TASK REQUIREMENTS
Rewrite the material below with every "even-odd" changed to "nonzero", leaving everything else the same.

DATA FOR THIS EXERCISE
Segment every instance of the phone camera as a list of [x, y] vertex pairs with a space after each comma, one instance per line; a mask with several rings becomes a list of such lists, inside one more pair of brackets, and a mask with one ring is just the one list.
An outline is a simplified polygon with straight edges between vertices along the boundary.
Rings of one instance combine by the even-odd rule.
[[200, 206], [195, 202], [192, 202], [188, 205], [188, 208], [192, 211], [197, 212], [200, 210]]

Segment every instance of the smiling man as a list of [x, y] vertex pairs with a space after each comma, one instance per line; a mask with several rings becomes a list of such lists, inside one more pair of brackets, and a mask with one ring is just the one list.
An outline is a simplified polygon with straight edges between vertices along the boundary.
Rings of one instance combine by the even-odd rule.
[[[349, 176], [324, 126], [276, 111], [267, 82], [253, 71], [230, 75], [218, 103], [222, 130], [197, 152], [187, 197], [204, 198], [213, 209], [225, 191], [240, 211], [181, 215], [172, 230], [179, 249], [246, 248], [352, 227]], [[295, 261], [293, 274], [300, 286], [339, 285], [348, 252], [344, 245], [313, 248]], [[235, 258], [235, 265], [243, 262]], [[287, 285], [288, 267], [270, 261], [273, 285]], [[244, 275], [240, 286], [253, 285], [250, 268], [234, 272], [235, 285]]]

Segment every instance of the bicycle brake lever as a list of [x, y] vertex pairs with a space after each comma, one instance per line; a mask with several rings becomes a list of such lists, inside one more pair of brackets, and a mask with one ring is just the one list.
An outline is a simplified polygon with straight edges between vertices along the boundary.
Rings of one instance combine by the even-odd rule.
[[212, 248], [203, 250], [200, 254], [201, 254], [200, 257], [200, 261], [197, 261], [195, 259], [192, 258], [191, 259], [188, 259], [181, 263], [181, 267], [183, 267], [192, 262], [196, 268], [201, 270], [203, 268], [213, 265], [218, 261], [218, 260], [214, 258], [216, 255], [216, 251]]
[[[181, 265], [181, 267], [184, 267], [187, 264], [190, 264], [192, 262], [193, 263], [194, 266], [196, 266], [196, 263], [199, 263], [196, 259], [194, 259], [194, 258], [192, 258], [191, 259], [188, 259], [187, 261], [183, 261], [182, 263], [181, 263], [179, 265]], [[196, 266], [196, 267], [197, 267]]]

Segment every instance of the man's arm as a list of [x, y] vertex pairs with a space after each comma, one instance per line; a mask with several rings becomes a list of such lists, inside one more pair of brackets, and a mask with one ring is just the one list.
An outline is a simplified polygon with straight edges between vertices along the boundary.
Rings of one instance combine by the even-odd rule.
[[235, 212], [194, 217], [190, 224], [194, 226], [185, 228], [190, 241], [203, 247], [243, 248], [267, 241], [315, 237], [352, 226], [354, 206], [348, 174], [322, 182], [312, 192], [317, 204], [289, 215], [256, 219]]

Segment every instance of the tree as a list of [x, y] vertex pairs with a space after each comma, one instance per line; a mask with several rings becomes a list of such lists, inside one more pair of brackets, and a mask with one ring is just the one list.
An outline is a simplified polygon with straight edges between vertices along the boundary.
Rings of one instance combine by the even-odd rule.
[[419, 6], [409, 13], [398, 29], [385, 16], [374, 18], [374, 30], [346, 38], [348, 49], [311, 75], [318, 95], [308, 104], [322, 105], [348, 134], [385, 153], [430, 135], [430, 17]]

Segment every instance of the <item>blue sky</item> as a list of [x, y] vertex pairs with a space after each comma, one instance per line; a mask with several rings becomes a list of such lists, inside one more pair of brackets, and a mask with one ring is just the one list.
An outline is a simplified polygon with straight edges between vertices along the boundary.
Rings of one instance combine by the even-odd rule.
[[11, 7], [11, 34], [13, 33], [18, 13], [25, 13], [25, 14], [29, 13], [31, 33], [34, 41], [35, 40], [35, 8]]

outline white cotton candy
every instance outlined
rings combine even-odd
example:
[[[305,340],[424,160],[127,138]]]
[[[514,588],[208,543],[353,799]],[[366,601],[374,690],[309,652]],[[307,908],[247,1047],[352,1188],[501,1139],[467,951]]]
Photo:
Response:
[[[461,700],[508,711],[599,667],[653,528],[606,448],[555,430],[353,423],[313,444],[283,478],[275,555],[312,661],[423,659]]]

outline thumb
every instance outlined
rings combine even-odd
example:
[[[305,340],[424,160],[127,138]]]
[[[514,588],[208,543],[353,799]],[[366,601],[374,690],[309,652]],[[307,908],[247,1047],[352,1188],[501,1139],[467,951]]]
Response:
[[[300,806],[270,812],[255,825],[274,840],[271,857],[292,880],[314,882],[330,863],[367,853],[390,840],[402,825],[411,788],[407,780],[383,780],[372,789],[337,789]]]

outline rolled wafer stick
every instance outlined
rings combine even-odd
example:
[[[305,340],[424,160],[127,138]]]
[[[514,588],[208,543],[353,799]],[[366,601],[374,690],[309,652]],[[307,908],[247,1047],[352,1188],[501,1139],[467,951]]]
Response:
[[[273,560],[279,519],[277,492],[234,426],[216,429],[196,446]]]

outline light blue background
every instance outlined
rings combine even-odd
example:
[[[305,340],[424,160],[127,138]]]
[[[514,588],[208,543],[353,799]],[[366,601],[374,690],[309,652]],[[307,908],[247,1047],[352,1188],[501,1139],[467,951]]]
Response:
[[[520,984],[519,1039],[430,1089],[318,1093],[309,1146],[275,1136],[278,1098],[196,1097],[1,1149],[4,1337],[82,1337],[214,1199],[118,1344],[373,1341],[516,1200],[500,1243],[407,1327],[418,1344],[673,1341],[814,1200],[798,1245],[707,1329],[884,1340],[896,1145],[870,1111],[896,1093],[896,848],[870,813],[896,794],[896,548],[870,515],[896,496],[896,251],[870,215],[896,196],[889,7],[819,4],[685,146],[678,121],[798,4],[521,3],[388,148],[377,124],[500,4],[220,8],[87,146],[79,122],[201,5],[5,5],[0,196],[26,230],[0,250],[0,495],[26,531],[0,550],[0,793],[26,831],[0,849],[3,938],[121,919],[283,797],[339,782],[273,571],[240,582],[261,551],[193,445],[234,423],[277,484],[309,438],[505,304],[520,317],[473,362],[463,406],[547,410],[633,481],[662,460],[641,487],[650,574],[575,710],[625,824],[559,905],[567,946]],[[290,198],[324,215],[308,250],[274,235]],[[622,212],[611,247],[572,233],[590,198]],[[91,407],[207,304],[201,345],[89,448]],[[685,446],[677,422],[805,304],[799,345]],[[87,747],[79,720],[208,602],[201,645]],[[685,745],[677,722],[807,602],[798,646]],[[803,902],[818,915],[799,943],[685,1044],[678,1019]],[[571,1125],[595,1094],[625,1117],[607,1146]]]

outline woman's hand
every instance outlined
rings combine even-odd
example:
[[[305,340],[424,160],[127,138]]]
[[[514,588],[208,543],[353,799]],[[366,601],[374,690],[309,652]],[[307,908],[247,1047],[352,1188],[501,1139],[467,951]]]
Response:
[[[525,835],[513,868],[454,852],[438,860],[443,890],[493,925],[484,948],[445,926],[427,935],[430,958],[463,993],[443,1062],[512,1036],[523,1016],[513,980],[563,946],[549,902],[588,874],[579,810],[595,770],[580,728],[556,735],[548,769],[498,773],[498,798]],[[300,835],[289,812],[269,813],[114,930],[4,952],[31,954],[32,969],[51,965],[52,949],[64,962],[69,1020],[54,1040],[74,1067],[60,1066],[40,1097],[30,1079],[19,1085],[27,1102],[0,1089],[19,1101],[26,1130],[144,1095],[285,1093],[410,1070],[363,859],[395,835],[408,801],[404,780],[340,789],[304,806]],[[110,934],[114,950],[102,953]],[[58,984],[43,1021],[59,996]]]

SOLUTION TO THIS TASK
Segment every instance of the phone camera as a list of [x, y] vertex pairs with a space after each comma, one instance per line; a mask with several rings becomes a list of such lists, inside one more pair of brackets, and a mask with one ring is just the one list.
An outline is a simplified polygon with straight edges between vertices along the boundary.
Rings of one instance combine by the nonzero rule.
[[200, 206], [195, 202], [192, 202], [188, 205], [188, 208], [192, 211], [197, 212], [200, 210]]

Segment every instance of the smiling man as a list of [x, y] vertex pairs with a space after each comma, one instance per line; a mask with several rings becomes a list of such lists, inside one more pair of brackets, and a mask with one ring is just the one list.
An outline is a simplified polygon with straight edges between vertices along the boundary.
Rings of one instance combine by the nonzero rule.
[[[349, 176], [324, 126], [276, 111], [267, 82], [253, 71], [230, 75], [218, 103], [222, 130], [197, 152], [187, 197], [204, 198], [213, 209], [225, 191], [240, 211], [181, 215], [172, 230], [179, 249], [246, 248], [352, 227]], [[295, 261], [293, 274], [300, 286], [339, 285], [348, 252], [344, 245], [313, 248]], [[235, 258], [235, 265], [243, 262]], [[287, 285], [288, 267], [270, 261], [273, 285]], [[244, 275], [240, 286], [253, 285], [250, 268], [234, 272], [235, 285]]]

Segment every instance of the bicycle brake lever as a list of [x, y] vertex pairs with a space after each comma, one instance per line; a mask with several rings becomes a list of such lists, inside one more pair of brackets, and a mask with one ring is just the one list.
An outline is a simplified polygon with straight edges between vertices along the boundary.
Rings of one instance combine by the nonzero rule.
[[212, 248], [203, 250], [200, 254], [201, 254], [200, 257], [200, 261], [197, 261], [195, 259], [192, 258], [191, 259], [188, 259], [181, 263], [181, 267], [183, 267], [192, 262], [196, 268], [201, 270], [203, 268], [213, 265], [218, 261], [218, 260], [214, 258], [216, 255], [216, 251]]
[[[181, 265], [181, 267], [184, 267], [187, 264], [190, 264], [192, 262], [193, 263], [194, 266], [196, 266], [196, 263], [199, 263], [196, 259], [194, 259], [194, 258], [192, 258], [191, 259], [188, 259], [187, 261], [183, 261], [182, 263], [181, 263], [179, 265]], [[196, 266], [196, 267], [197, 267]]]

Segment every instance of the man's arm as a list of [x, y] vertex pairs with a space after each comma, one instance per line; a mask with several rings becomes a list of such lists, inside one more pair of brackets, and a mask with one ring is just the one list.
An outline is a simplified polygon with straight edges between vertices along the boundary.
Rings of one instance combine by the nonzero rule.
[[235, 212], [194, 217], [190, 224], [194, 226], [185, 228], [190, 241], [203, 247], [243, 248], [267, 241], [315, 237], [352, 226], [354, 206], [348, 174], [322, 182], [312, 192], [317, 204], [289, 215], [256, 219]]

Segment every instance of the tree as a list of [x, y] vertex pairs with a space after each comma, one instance per line; a mask with several rings becomes a list of such lists, inside one more pair of brackets, and a mask with one ring is just the one list.
An outline is a simplified polygon with straight edges between vertices along the boundary.
Rings of one instance combine by the nonzero rule.
[[419, 6], [409, 13], [398, 29], [385, 16], [374, 18], [374, 30], [346, 38], [348, 49], [311, 75], [318, 95], [308, 104], [322, 105], [348, 134], [385, 153], [430, 135], [430, 17]]

Segment every instance of the <item>blue sky</item> as a list of [x, y] vertex pairs with a space after each comma, one instance per line; a mask with several rings becomes a list of such lists, inside one more pair of brackets, and a mask with one ring is just the one list.
An outline is a simplified polygon with straight edges between vertices along the boundary.
Rings of one instance combine by the nonzero rule.
[[11, 7], [11, 34], [13, 33], [18, 13], [25, 13], [25, 14], [29, 13], [31, 33], [34, 41], [35, 40], [35, 8]]

outline white cotton candy
every instance outlined
rings combine nonzero
example:
[[[305,340],[424,160],[127,138]]]
[[[514,588],[208,543],[353,799]],[[366,601],[374,690],[309,652]],[[307,908],[247,1047],[352,1188],[501,1139],[467,951]]]
Photo:
Response:
[[[461,700],[508,711],[599,667],[653,528],[606,448],[555,430],[353,423],[313,444],[283,478],[275,555],[312,661],[423,659]]]

outline thumb
every instance outlined
rings combine nonzero
example:
[[[305,340],[424,160],[127,138]]]
[[[514,588],[208,543],[353,799]],[[366,601],[374,690],[309,652]],[[307,908],[247,1047],[352,1188],[501,1139],[467,951]]]
Response:
[[[300,806],[270,812],[255,825],[274,840],[271,857],[292,880],[314,882],[330,863],[367,853],[390,840],[402,825],[411,788],[407,780],[383,780],[372,789],[337,789]]]

outline rolled wafer stick
every instance outlined
rings combine nonzero
example:
[[[305,340],[424,160],[127,138]]]
[[[514,588],[208,543],[353,799]],[[366,601],[374,690],[309,652]],[[307,908],[247,1047],[352,1188],[501,1139],[467,951]]]
Response:
[[[273,560],[279,519],[277,492],[234,426],[216,429],[196,446]]]

outline light blue background
every instance outlined
rings combine nonzero
example:
[[[305,340],[424,160],[127,138]]]
[[[514,588],[208,543],[353,799]],[[366,601],[374,690],[309,652]],[[307,908],[247,1047],[352,1188],[501,1139],[467,951]]]
Response:
[[[520,984],[519,1039],[430,1089],[318,1093],[309,1146],[275,1136],[278,1098],[196,1097],[1,1149],[4,1337],[82,1337],[214,1199],[118,1344],[373,1341],[516,1200],[500,1243],[407,1327],[418,1344],[673,1341],[814,1200],[798,1245],[707,1329],[884,1340],[896,1145],[870,1111],[896,1093],[896,848],[870,813],[896,794],[896,548],[870,515],[896,496],[896,251],[870,215],[896,196],[889,7],[819,4],[685,146],[678,121],[798,4],[521,3],[388,148],[377,124],[500,4],[220,8],[87,146],[79,122],[201,5],[5,5],[0,196],[26,230],[0,250],[0,495],[26,531],[0,550],[0,793],[26,831],[0,849],[3,938],[121,919],[283,797],[339,782],[273,571],[240,582],[261,551],[193,445],[234,423],[277,484],[309,438],[505,304],[520,317],[473,362],[463,406],[547,410],[633,481],[662,460],[641,487],[650,574],[575,710],[625,824],[559,905],[567,946]],[[290,198],[324,215],[308,250],[274,235]],[[622,212],[611,247],[572,233],[590,198]],[[91,407],[207,304],[201,345],[89,448]],[[685,446],[677,422],[805,304],[799,345]],[[87,747],[79,720],[208,602],[201,645]],[[685,745],[677,722],[807,602],[798,646]],[[803,902],[818,915],[799,943],[685,1044],[678,1019]],[[571,1125],[595,1094],[625,1117],[607,1146]]]

outline woman's hand
every instance outlined
rings combine nonzero
example:
[[[305,340],[424,160],[127,138]]]
[[[514,588],[208,543],[353,799]],[[366,601],[374,690],[309,652]],[[307,908],[247,1047],[352,1188],[501,1139],[467,951]]]
Response:
[[[525,835],[513,868],[454,852],[438,860],[443,890],[493,925],[484,948],[445,926],[427,935],[430,958],[463,993],[443,1062],[512,1036],[523,1016],[513,980],[563,946],[549,902],[588,874],[579,810],[595,770],[580,728],[556,735],[548,769],[498,773],[498,798]],[[300,835],[289,812],[269,813],[114,930],[4,952],[31,954],[32,969],[51,965],[52,949],[64,962],[69,1020],[54,1040],[74,1067],[60,1066],[40,1097],[30,1079],[19,1085],[27,1102],[0,1089],[19,1101],[26,1130],[144,1095],[285,1093],[410,1070],[363,859],[395,835],[408,801],[404,780],[340,789],[304,806]],[[110,934],[114,950],[102,953]],[[58,984],[43,1021],[59,996]]]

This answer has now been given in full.